__EXCERPT PROVIDED__
_ _ _

Pelican-VL 1.0: A Foundation Brain Model for Embodied Intelligence

📖 Pelican-VL 1.0 Report | 🤗 Hugging Face | 🤖 ModelScope
🧰 Quick Start | 🌐 Project Website | 🛠️ Evaluation

🚀 News

2025-11-13: Pelican1.0-VL-7B and Pelican1.0-VL-72B model checkpoint has been released in 🤗 Hugging Face Link and 🤖 ModelScope Link.
2025-10-30: We have released the Pelican-VL 1.0 Report. The 7B、72B model for open source is coming soon. For more details, please check our report!

Introduction

We presents Pelican-VL 1.0, a new family of open-source embodied brain models with parameter scales ranging from 7B to 72B. Pelican-VL 1.0 is currently the largest-scale open-source embodied multimodal brain model. Its core advantage lies in the in-depth integration of data power and intelligent adaptive learning mechanisms.

_ _ _

(Shape boundary entries)
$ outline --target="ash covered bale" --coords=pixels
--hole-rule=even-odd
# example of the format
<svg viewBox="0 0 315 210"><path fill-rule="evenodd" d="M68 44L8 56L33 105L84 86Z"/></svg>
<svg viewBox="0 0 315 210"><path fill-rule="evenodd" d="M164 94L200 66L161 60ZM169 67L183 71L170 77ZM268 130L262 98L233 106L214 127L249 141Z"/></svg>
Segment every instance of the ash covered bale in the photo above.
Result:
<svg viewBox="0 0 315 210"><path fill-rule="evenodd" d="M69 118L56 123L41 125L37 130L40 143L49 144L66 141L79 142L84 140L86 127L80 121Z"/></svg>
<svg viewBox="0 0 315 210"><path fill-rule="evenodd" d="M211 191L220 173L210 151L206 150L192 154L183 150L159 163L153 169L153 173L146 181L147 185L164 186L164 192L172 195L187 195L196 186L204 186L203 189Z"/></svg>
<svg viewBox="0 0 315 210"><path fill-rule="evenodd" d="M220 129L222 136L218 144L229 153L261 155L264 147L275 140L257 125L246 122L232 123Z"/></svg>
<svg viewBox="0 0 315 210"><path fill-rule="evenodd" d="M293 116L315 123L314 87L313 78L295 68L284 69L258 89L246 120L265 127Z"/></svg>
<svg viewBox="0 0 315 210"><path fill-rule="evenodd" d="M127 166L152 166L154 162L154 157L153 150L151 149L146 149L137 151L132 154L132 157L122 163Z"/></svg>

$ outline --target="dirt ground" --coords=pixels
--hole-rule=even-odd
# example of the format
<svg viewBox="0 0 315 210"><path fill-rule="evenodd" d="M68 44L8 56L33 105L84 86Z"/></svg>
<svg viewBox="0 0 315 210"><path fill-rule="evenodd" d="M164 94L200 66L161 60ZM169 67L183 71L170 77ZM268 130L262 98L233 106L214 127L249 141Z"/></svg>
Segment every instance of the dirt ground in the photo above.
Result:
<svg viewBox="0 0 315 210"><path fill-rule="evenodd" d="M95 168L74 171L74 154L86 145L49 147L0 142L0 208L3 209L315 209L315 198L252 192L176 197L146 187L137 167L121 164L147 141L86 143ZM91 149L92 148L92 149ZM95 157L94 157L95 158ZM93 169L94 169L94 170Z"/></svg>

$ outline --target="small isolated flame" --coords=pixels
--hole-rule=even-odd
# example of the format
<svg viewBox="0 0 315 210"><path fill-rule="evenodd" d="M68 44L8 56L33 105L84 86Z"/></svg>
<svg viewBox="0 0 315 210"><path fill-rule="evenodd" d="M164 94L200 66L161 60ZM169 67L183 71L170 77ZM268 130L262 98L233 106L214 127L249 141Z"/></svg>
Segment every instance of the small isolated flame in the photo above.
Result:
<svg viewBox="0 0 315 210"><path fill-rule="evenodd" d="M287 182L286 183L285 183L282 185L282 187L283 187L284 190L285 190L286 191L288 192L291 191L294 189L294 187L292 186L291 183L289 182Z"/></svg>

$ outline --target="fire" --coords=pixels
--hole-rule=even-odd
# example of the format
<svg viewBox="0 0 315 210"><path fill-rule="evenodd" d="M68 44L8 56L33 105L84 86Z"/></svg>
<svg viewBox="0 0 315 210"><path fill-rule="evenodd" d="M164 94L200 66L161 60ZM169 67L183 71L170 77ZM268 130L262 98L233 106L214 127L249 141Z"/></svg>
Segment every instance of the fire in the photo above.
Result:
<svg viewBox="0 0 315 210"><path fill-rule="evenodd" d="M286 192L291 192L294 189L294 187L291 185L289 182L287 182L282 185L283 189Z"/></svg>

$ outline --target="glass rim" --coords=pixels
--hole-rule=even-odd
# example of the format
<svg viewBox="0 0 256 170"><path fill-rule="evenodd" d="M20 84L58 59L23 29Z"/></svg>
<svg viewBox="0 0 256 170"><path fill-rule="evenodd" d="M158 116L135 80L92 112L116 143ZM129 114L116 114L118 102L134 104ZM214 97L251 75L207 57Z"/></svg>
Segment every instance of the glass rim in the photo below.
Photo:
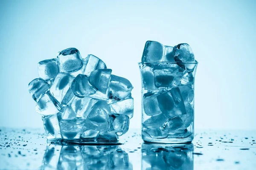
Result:
<svg viewBox="0 0 256 170"><path fill-rule="evenodd" d="M157 61L157 62L139 62L138 64L159 64L162 63L166 64L198 64L198 62L197 61L190 61L190 62L169 62L169 61Z"/></svg>

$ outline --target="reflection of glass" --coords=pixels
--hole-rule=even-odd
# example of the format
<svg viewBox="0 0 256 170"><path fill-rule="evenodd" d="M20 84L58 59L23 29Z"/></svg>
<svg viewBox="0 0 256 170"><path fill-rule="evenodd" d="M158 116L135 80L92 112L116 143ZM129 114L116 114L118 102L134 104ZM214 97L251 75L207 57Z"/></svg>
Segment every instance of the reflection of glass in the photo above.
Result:
<svg viewBox="0 0 256 170"><path fill-rule="evenodd" d="M117 145L47 146L41 169L133 170L128 154Z"/></svg>
<svg viewBox="0 0 256 170"><path fill-rule="evenodd" d="M139 62L142 137L145 142L180 143L194 138L197 62Z"/></svg>
<svg viewBox="0 0 256 170"><path fill-rule="evenodd" d="M193 144L142 144L141 169L189 170L194 169Z"/></svg>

_ _ _

__WORK INSTRUCTIONS__
[a] According to the Pelican-VL 1.0 page, what range of parameter scales does the model family cover?
[b] Repeat the Pelican-VL 1.0 page from "Pelican-VL 1.0: A" up to and including "check our report!".
None of the entries are needed here.

__SOLUTIONS TO EACH TASK__
[a] The models range from 7B to 72B parameters.

[b]
Pelican-VL 1.0: A Foundation Brain Model for Embodied Intelligence

📖 Pelican-VL 1.0 Report | 🤗 Hugging Face | 🤖 ModelScope
🧰 Quick Start | 🌐 Project Website | 🛠️ Evaluation

🚀 News

2025-11-13: Pelican1.0-VL-7B and Pelican1.0-VL-72B model checkpoint has been released in 🤗 Hugging Face Link and 🤖 ModelScope Link.
2025-10-30: We have released the Pelican-VL 1.0 Report. The 7B、72B model for open source is coming soon. For more details, please check our report!